**Records from a data source**
● ● ● ● ●
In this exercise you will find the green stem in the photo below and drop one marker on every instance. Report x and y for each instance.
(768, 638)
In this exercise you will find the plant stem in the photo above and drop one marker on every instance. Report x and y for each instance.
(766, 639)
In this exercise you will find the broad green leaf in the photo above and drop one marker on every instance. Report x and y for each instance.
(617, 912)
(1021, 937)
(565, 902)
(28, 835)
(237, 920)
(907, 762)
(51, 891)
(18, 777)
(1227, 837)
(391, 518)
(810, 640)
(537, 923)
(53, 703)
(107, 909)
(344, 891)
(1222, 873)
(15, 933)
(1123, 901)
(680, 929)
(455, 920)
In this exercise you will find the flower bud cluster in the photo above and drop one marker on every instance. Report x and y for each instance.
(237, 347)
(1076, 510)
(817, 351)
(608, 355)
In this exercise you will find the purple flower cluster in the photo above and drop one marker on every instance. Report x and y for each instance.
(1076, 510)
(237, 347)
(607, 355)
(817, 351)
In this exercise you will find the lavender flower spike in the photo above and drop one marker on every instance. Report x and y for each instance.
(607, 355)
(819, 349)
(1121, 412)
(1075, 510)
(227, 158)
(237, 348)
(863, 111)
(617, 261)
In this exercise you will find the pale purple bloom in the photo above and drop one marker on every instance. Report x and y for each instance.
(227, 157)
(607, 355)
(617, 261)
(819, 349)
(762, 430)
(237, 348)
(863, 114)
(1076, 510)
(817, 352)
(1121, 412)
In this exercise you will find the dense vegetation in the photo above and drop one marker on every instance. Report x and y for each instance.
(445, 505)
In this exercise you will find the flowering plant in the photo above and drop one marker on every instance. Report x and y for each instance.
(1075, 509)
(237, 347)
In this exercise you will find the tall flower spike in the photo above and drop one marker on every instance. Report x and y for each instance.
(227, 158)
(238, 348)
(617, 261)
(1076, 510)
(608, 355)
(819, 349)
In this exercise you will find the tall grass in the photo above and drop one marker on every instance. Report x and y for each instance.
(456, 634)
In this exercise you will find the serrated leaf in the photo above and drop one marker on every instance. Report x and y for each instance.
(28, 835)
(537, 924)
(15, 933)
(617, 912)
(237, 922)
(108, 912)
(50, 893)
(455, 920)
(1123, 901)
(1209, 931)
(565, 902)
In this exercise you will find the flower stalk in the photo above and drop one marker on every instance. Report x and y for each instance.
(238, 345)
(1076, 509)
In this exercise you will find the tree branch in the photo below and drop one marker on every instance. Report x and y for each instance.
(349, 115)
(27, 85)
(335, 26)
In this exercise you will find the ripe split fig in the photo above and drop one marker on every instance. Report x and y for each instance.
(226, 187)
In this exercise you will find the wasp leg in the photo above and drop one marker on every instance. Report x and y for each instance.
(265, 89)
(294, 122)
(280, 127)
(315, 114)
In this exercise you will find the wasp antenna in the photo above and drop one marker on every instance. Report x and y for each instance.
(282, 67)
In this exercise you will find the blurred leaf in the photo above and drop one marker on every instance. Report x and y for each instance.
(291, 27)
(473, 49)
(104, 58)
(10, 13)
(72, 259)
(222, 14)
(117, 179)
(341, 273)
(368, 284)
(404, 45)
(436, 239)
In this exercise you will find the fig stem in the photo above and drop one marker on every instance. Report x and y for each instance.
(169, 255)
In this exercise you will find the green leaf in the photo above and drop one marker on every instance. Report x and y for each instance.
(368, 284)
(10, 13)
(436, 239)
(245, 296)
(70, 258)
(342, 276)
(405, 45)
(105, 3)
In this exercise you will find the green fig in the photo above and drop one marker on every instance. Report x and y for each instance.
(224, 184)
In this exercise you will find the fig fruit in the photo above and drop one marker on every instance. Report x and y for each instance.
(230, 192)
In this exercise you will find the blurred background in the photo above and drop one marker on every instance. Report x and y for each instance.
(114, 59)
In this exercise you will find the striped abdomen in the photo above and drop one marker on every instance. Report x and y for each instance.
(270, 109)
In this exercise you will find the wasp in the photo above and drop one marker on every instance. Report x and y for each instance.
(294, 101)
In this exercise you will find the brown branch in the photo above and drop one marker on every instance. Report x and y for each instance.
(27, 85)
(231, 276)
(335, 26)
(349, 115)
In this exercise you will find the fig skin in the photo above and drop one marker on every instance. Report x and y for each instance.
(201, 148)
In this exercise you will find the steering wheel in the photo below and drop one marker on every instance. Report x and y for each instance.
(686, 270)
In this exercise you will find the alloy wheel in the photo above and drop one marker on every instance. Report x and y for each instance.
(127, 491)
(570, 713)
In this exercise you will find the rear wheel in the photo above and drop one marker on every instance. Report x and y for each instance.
● ● ● ● ●
**Work instructions**
Could you retype all of the records above exactly as they appear?

**Response**
In this exercise you will find the green stem in the photo below and drop one marker on every instance. Report x and y for each instance.
(768, 638)
In this exercise you will find the plant stem in the photo above and drop one marker on every instance. Report x and y for each instance.
(766, 639)
In this exercise you will find the broad green leaf in the photo above and drop one marker on every instance. Report x and y for each instance.
(617, 912)
(1021, 937)
(565, 902)
(28, 835)
(237, 920)
(907, 762)
(51, 891)
(18, 777)
(1227, 837)
(391, 518)
(810, 640)
(537, 923)
(53, 703)
(107, 909)
(344, 891)
(1222, 873)
(15, 933)
(1123, 901)
(680, 929)
(455, 920)
In this exercise you will find the flower bud cluster in the photo above and drop one marker on every instance. Report x and y for each instance.
(237, 347)
(1076, 510)
(817, 351)
(608, 355)
In this exercise you will find the purple flower cluster in the photo above and drop one marker on every instance. Report x and y for each instance.
(1076, 510)
(237, 347)
(607, 355)
(817, 351)
In this exercise you will find the lavender flower spike in the photo above and drop one marker on every instance. Report x and y for each instance.
(607, 355)
(819, 349)
(1121, 412)
(1075, 510)
(227, 158)
(237, 348)
(863, 111)
(617, 261)
In this exercise you will find the pale purple bloom in the photo above and drop one marker on every instance. Report x and y for each instance.
(227, 157)
(607, 355)
(617, 261)
(819, 349)
(762, 430)
(237, 348)
(863, 114)
(1076, 510)
(817, 352)
(1121, 412)
In this exercise you will find the dense vegetation in the photo above and drop one marker on every instance. Report x and y for each instance.
(445, 505)
In this exercise you will find the flowering plant in the photo above and drop one marker on every instance. Report x and y for each instance.
(1075, 509)
(237, 347)
In this exercise you will find the tall flower spike in the photo above and drop one marker on every instance. Report x and y for each instance.
(227, 158)
(238, 348)
(617, 261)
(1076, 510)
(608, 355)
(819, 349)
In this exercise you will find the tall grass in the photo above and drop one marker on every instance. Report x and y for each instance.
(456, 634)
In this exercise you will find the serrated leaf in the photo above and drop one marker on every instance. Report x and y for each instance.
(28, 835)
(537, 924)
(15, 933)
(617, 912)
(237, 922)
(108, 912)
(50, 893)
(455, 920)
(1123, 901)
(1209, 931)
(565, 902)
In this exercise you will find the flower stalk in the photo above and drop one marker on every instance. Report x and y for each instance.
(238, 345)
(1076, 509)
In this exercise you will find the tree branch in the photo below and drop one marker on every instance. Report x and y for each instance.
(349, 115)
(27, 85)
(335, 26)
In this exercise you will find the ripe split fig in the photo above and drop one marker on every instance. Report x and y for each instance.
(226, 187)
In this exercise you will find the wasp leg in the photo above and drop one marker on every instance. Report x and y for each instance.
(265, 89)
(294, 122)
(280, 127)
(315, 114)
In this exercise you will find the wasp antenna in the photo above and drop one marker on every instance. Report x and y for each instance.
(282, 67)
In this exercise you will find the blurred leaf in the photo above and drop one marker on every instance. Report x and y for each instance.
(291, 27)
(473, 49)
(104, 58)
(10, 13)
(72, 259)
(222, 14)
(117, 179)
(341, 273)
(368, 284)
(404, 45)
(436, 239)
In this exercise you will find the fig stem in the photo above and drop one marker on every instance. Report x and y for each instance.
(169, 255)
In this exercise you will find the green leaf in the photo above and drop one marker on every instance. Report x and y for each instance.
(368, 284)
(10, 13)
(436, 239)
(245, 296)
(70, 258)
(342, 276)
(405, 45)
(105, 3)
In this exercise you will find the green fig in the photo above and drop one marker on every instance. Report x and y for each instance.
(224, 184)
In this exercise you will find the fig fruit in the photo above and drop one marker on every instance. Report x and y for each instance.
(230, 192)
In this exercise you will find the blurred background in the photo above and drop one marker on every instance. Report x and y for each instance.
(114, 59)
In this exercise you will find the striped abdomen in the photo above and drop one marker on every instance. Report x and y for each instance.
(270, 109)
In this exercise you will find the wasp in the photo above and drop one marker on every instance. Report x and y for each instance.
(294, 101)
In this exercise you will find the brown branch in the photo above and drop one marker on every instance. Report x and y for each instance.
(27, 85)
(231, 276)
(335, 26)
(349, 115)
In this exercise you will find the fig skin in the photo above and drop one marker on every instance. Report x and y for each instance.
(201, 148)
In this exercise you will find the steering wheel in the photo below and drop one marker on every instance. Report x and y for each instance.
(686, 270)
In this exercise you will find the alloy wheel in the photo above and drop one marker on every instance. Report x and y for each instance.
(127, 491)
(570, 713)
In this exercise you will find the rear wheel in the photo above and drop one marker on every instance. Report x and y for each instance.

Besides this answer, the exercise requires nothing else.